● **Supplied data**:
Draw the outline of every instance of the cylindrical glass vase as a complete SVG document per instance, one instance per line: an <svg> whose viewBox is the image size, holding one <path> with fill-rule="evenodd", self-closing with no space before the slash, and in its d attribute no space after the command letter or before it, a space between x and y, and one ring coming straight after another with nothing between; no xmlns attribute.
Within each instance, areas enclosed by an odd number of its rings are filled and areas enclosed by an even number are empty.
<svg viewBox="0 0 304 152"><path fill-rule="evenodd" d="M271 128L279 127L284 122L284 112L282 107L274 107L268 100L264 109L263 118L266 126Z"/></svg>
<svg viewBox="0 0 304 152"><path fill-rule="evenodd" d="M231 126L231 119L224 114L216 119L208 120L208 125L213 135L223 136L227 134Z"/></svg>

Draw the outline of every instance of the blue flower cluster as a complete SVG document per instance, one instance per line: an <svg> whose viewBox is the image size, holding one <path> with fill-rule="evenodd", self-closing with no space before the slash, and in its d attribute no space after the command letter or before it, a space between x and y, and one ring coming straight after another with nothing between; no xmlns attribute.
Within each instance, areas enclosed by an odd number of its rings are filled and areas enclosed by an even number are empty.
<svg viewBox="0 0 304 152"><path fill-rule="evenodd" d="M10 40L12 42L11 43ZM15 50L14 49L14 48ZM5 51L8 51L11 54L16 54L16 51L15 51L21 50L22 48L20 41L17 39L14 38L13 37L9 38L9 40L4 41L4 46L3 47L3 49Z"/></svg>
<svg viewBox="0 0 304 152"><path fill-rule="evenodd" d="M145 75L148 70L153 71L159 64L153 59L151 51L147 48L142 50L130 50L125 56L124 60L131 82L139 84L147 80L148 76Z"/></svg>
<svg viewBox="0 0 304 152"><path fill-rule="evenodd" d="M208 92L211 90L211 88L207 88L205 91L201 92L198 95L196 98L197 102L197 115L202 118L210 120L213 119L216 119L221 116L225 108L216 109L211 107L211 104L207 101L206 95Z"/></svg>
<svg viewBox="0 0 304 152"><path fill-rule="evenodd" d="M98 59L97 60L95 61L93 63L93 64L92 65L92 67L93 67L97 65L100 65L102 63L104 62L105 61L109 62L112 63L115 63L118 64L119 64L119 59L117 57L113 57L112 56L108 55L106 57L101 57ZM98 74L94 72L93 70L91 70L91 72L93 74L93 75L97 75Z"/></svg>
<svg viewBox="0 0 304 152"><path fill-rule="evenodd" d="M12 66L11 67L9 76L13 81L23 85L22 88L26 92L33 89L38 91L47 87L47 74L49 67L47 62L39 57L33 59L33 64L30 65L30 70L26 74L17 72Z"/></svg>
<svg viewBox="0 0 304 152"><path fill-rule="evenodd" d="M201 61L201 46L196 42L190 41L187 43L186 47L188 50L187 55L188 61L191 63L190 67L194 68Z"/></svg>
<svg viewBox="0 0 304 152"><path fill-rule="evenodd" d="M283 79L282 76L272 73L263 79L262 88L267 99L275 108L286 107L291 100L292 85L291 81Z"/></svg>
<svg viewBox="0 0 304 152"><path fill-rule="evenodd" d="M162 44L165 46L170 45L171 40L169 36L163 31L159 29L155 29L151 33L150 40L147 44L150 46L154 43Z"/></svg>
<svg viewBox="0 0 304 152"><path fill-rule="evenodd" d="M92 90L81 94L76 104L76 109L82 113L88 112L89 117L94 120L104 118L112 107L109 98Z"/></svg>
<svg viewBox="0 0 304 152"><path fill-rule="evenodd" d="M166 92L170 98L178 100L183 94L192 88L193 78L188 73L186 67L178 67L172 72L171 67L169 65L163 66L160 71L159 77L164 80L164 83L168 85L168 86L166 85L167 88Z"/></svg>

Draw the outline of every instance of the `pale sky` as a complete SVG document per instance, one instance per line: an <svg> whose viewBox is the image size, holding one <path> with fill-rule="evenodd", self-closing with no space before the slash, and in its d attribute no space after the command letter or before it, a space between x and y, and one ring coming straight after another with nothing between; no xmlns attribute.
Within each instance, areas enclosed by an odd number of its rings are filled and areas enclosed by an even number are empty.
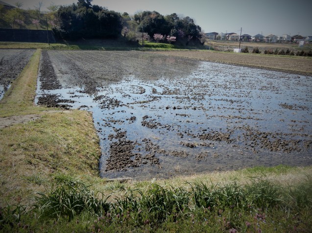
<svg viewBox="0 0 312 233"><path fill-rule="evenodd" d="M2 0L23 8L33 9L39 1L42 9L53 2L69 5L75 0ZM173 13L193 19L205 32L234 32L254 36L273 34L312 36L311 0L93 0L92 4L133 15L140 11L156 11L165 16Z"/></svg>

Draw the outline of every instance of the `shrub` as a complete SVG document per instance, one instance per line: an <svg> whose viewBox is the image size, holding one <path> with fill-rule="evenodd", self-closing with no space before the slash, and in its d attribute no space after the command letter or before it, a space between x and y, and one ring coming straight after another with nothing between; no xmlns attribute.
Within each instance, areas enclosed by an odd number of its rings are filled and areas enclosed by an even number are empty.
<svg viewBox="0 0 312 233"><path fill-rule="evenodd" d="M280 52L278 53L278 54L279 55L286 55L286 53L285 53L285 51L284 49L282 49L281 51L280 51Z"/></svg>
<svg viewBox="0 0 312 233"><path fill-rule="evenodd" d="M167 41L168 41L169 43L171 43L171 42L174 42L176 39L176 37L170 37L170 36L167 37Z"/></svg>
<svg viewBox="0 0 312 233"><path fill-rule="evenodd" d="M161 40L163 40L163 38L164 37L164 36L162 35L162 34L154 34L153 37L155 40L158 43L159 41L160 41Z"/></svg>
<svg viewBox="0 0 312 233"><path fill-rule="evenodd" d="M256 47L253 48L252 53L261 53L261 52L259 50L259 48L258 47Z"/></svg>
<svg viewBox="0 0 312 233"><path fill-rule="evenodd" d="M249 53L249 51L248 50L248 47L247 46L245 47L245 48L242 50L242 52Z"/></svg>

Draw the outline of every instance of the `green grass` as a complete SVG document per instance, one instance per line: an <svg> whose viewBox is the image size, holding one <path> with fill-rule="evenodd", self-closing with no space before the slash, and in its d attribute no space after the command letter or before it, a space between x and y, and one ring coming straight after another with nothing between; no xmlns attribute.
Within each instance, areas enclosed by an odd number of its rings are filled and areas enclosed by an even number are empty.
<svg viewBox="0 0 312 233"><path fill-rule="evenodd" d="M56 43L29 43L24 42L0 42L0 48L41 48L48 50L100 50L141 51L174 50L197 49L190 46L179 46L168 43L144 42L136 43L127 41L123 38L117 40L80 40Z"/></svg>
<svg viewBox="0 0 312 233"><path fill-rule="evenodd" d="M309 232L312 167L109 183L92 116L33 104L40 50L0 101L1 232ZM236 232L234 232L236 231Z"/></svg>
<svg viewBox="0 0 312 233"><path fill-rule="evenodd" d="M295 186L266 177L245 185L202 182L186 188L150 184L110 198L72 176L57 174L26 205L1 210L3 232L309 232L312 176ZM54 224L51 223L54 222Z"/></svg>

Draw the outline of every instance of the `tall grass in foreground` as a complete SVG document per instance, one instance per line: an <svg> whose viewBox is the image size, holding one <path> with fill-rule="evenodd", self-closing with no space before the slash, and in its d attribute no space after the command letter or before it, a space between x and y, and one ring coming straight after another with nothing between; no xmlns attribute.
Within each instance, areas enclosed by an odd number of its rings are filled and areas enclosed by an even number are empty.
<svg viewBox="0 0 312 233"><path fill-rule="evenodd" d="M91 188L74 177L55 175L50 189L30 197L27 205L1 209L0 229L36 231L43 225L47 232L66 226L66 232L309 232L312 227L310 175L287 187L262 176L244 185L201 182L174 188L151 183L126 187L118 196Z"/></svg>

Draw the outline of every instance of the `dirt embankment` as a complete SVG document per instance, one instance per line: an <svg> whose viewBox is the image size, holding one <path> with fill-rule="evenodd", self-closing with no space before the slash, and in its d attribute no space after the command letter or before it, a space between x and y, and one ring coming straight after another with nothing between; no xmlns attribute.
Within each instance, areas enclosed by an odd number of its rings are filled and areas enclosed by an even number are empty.
<svg viewBox="0 0 312 233"><path fill-rule="evenodd" d="M209 51L157 51L153 53L312 76L312 59L308 58L294 59Z"/></svg>

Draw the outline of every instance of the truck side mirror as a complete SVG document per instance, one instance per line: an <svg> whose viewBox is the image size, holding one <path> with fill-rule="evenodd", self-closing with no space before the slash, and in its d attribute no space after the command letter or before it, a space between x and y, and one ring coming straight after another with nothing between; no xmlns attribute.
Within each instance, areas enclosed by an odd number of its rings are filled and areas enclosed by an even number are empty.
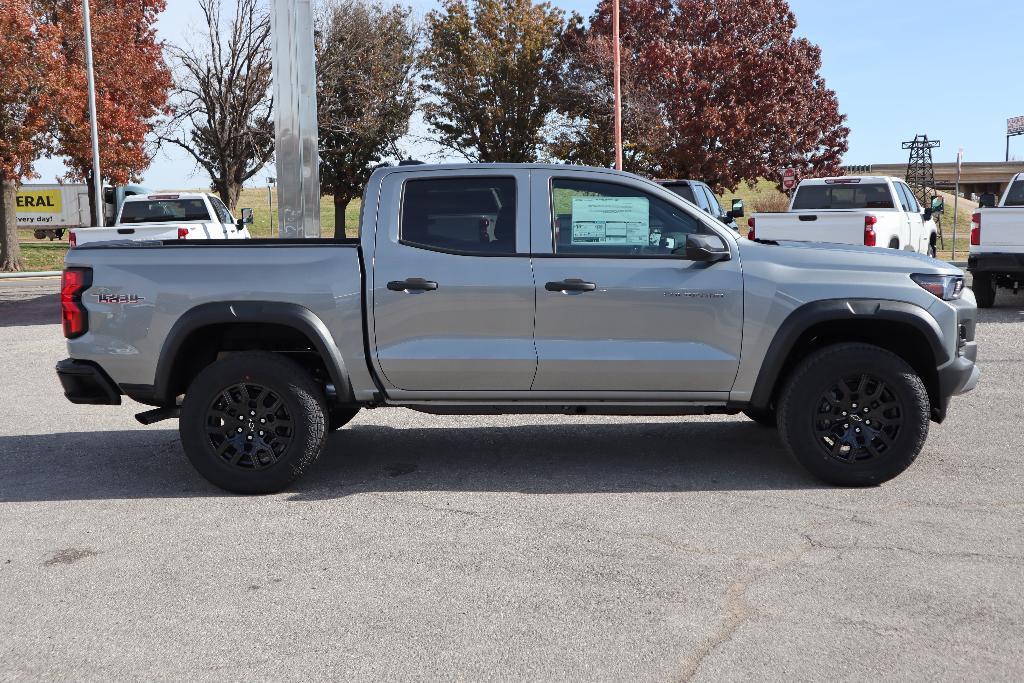
<svg viewBox="0 0 1024 683"><path fill-rule="evenodd" d="M730 219L743 217L743 200L732 200L732 211L726 214Z"/></svg>
<svg viewBox="0 0 1024 683"><path fill-rule="evenodd" d="M728 261L729 248L717 234L697 234L691 232L686 236L686 258L690 261L701 263L717 263L718 261Z"/></svg>

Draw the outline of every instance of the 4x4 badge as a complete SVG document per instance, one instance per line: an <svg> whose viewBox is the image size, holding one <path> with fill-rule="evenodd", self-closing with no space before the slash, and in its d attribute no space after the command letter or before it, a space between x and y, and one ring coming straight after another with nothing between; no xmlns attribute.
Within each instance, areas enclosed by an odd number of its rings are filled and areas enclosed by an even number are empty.
<svg viewBox="0 0 1024 683"><path fill-rule="evenodd" d="M93 294L96 297L97 303L138 303L139 301L145 301L145 297L140 297L137 294L111 294L110 292L100 292L98 294Z"/></svg>

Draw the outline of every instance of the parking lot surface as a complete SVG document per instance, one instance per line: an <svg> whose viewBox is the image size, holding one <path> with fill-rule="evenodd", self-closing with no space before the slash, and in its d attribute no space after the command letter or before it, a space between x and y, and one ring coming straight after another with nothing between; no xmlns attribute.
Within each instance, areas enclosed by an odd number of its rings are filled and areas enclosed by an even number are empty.
<svg viewBox="0 0 1024 683"><path fill-rule="evenodd" d="M741 416L383 409L243 498L63 399L55 292L0 283L0 679L1024 677L1024 296L876 488Z"/></svg>

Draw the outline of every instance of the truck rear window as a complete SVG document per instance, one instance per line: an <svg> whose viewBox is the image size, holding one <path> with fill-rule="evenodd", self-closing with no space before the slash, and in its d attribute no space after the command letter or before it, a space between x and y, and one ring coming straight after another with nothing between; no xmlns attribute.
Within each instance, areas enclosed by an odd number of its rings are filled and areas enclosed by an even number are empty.
<svg viewBox="0 0 1024 683"><path fill-rule="evenodd" d="M183 223L209 221L210 212L203 200L153 200L125 202L120 223Z"/></svg>
<svg viewBox="0 0 1024 683"><path fill-rule="evenodd" d="M1024 180L1018 180L1010 185L1007 201L1002 203L1002 206L1024 206Z"/></svg>
<svg viewBox="0 0 1024 683"><path fill-rule="evenodd" d="M804 185L797 189L794 211L814 209L892 209L893 196L884 182L856 185Z"/></svg>

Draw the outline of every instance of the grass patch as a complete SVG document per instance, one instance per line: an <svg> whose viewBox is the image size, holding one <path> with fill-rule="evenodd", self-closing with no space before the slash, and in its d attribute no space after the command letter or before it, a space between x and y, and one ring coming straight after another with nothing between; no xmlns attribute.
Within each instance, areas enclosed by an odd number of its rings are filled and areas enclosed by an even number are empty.
<svg viewBox="0 0 1024 683"><path fill-rule="evenodd" d="M62 270L67 253L67 243L22 243L22 260L26 270Z"/></svg>

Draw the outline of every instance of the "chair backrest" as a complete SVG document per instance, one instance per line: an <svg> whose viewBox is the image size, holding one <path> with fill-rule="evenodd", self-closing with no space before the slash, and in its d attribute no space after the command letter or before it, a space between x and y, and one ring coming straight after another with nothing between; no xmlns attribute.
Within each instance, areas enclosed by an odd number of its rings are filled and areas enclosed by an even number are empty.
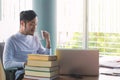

● **Exercise**: Put everything from the start of the rows above down to and including the line containing "126L231 119L224 114L216" into a Markdown table with two columns, Index and Line. Number each line in Index and omit any blank lines.

● **Full solution**:
| Index | Line |
|---|---|
| 1 | Draw the outline of every instance of the cylindrical glass vase as a complete SVG document per instance, one instance per line: an <svg> whose viewBox is the image size, holding one <path> with fill-rule="evenodd", self-closing with no space before the slash, and in its d attribute no space after the command letter or before it, a space between x and y, and one ring coming straight after another with nothing between; no xmlns attribute. |
| 2 | Within each instance, areas enclosed by an odd number of its rings are filled and areas enclosed by an even number are empty. |
| 3 | <svg viewBox="0 0 304 152"><path fill-rule="evenodd" d="M271 128L279 127L284 122L284 112L282 107L274 107L268 100L264 109L263 118L266 126Z"/></svg> |
| 4 | <svg viewBox="0 0 304 152"><path fill-rule="evenodd" d="M231 126L231 119L224 114L216 119L208 120L208 125L213 135L223 136L227 134Z"/></svg> |